Record extracts Block Start

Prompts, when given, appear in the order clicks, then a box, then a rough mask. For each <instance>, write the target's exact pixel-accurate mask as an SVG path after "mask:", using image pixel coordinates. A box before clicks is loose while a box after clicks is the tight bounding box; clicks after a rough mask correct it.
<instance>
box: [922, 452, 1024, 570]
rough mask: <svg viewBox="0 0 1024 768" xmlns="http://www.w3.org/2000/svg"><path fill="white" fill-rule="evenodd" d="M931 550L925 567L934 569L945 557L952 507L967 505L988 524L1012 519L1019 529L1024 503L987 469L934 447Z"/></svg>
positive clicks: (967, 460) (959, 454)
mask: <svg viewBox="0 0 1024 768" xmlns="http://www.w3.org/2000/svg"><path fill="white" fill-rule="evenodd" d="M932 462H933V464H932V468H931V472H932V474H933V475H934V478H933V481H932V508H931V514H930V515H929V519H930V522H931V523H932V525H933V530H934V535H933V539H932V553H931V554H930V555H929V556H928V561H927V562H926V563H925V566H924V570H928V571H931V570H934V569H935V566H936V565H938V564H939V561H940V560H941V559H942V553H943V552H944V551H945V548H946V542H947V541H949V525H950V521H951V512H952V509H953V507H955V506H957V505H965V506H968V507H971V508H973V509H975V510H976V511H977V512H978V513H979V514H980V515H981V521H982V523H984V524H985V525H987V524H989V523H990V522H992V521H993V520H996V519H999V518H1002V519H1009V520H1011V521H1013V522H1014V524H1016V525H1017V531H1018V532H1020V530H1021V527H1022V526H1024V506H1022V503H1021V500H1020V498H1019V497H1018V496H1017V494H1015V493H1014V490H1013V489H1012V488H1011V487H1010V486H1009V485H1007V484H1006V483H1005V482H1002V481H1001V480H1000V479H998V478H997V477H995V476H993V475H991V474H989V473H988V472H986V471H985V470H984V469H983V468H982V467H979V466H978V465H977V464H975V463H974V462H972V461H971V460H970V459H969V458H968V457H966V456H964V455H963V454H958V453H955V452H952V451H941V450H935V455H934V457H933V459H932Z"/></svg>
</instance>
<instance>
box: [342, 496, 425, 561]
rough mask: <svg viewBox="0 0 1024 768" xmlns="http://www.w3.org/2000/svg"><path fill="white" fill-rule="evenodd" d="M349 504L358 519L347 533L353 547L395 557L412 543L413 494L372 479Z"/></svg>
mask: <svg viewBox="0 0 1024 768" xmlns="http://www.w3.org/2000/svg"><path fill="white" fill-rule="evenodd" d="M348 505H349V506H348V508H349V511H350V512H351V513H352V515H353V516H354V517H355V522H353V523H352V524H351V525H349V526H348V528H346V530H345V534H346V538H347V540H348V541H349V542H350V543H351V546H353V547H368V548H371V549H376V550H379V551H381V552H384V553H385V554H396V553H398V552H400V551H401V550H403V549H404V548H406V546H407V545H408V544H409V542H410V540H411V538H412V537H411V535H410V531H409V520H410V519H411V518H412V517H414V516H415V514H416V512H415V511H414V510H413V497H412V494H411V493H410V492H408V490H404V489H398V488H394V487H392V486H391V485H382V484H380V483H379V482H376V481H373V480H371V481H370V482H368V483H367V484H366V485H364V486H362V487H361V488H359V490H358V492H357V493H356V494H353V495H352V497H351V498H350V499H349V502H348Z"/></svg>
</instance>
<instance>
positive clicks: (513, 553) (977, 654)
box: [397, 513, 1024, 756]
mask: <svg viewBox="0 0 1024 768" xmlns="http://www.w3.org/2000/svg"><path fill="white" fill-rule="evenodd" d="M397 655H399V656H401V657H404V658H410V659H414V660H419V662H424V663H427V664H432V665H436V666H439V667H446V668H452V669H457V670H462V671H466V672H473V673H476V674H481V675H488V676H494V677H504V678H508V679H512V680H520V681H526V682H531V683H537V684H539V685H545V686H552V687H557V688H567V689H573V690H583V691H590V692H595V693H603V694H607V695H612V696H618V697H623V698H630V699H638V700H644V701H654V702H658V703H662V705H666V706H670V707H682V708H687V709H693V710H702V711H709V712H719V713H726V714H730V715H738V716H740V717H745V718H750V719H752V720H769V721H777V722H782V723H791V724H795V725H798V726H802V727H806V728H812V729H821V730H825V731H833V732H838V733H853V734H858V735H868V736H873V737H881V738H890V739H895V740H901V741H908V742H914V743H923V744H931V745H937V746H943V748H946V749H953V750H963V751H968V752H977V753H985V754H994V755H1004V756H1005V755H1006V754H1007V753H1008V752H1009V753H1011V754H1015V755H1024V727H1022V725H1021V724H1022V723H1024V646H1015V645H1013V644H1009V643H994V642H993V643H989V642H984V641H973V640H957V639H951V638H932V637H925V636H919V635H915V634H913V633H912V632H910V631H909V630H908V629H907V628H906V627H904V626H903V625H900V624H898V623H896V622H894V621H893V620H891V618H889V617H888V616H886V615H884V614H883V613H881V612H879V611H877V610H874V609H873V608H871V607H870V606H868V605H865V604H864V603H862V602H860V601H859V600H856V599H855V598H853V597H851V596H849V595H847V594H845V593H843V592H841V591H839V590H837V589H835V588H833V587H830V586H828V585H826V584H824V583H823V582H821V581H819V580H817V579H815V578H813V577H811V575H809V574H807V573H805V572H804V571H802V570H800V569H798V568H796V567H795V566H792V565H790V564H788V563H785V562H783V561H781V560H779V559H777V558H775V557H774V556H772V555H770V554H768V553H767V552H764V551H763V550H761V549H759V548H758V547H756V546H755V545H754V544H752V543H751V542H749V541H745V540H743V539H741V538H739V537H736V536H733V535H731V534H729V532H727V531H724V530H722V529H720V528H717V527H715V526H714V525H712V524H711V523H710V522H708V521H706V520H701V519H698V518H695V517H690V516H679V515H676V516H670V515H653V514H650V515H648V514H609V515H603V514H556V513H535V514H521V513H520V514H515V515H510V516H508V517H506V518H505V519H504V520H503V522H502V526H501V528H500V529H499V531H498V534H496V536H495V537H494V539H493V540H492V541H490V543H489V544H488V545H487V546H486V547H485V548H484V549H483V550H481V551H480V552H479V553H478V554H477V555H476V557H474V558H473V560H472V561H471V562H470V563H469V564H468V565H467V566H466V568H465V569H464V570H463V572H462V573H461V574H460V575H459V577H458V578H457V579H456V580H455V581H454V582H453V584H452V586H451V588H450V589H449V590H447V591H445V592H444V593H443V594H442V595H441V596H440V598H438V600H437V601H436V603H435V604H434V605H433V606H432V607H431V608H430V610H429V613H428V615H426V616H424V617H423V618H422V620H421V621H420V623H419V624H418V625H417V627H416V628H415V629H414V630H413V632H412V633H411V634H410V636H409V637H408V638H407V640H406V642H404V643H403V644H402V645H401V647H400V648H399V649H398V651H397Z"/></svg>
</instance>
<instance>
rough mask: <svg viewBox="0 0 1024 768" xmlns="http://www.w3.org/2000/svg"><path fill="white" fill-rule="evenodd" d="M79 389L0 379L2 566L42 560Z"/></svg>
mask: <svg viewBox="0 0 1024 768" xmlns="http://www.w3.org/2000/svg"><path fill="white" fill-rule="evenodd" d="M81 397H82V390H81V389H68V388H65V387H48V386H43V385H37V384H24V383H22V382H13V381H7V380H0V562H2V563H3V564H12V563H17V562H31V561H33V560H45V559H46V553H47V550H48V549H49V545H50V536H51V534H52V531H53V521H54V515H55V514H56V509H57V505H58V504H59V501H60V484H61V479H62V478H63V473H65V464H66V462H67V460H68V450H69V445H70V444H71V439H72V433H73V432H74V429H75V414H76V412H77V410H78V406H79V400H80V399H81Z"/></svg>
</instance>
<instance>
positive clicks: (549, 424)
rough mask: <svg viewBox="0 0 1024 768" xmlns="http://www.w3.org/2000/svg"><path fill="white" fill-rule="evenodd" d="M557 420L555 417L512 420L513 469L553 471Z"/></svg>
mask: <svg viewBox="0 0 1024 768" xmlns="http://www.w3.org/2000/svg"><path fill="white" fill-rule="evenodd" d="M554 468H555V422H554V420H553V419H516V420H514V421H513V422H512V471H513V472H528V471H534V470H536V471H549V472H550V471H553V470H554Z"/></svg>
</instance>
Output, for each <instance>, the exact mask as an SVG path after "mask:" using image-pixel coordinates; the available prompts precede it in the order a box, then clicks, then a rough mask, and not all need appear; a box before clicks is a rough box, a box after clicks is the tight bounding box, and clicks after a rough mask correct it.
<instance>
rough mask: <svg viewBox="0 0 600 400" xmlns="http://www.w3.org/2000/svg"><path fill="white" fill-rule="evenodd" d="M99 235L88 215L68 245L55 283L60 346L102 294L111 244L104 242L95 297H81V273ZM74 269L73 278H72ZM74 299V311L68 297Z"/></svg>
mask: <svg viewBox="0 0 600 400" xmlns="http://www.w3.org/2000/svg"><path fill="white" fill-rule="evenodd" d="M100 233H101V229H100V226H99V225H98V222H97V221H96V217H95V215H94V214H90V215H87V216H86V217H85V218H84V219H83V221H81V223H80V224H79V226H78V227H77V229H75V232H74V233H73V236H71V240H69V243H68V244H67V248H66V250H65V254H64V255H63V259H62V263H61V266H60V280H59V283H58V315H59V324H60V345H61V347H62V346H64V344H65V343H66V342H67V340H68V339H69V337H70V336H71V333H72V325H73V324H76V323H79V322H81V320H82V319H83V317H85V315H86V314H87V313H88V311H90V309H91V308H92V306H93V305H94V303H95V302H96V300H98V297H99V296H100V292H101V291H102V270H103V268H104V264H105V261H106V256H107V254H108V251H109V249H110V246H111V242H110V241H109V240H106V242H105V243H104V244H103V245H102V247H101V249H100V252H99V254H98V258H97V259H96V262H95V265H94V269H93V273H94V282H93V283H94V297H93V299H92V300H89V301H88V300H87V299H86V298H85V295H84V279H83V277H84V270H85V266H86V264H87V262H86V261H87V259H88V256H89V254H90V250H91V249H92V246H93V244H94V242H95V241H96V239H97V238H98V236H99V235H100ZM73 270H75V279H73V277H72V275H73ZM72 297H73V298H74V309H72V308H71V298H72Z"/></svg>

Record extracts Block End

What you need to do:
What is needed is every line from the start of the entries through the line containing "550L925 567L934 569L945", returned word for word and nothing else.

Response for this exercise:
Prompts, when given, appear in the order clicks, then a box, then a rough mask. For each <instance>, write the target's exact pixel-accurate mask as an SVG path after "mask:", using image pixel coordinates. A box before clicks is loose while a box after clicks is the tight bounding box; clicks after a rough mask correct it.
<instance>
box: [922, 452, 1024, 570]
rough mask: <svg viewBox="0 0 1024 768" xmlns="http://www.w3.org/2000/svg"><path fill="white" fill-rule="evenodd" d="M931 550L925 567L934 569L945 557L952 507L967 505L988 524L1012 519L1019 529L1024 503L987 469L934 447Z"/></svg>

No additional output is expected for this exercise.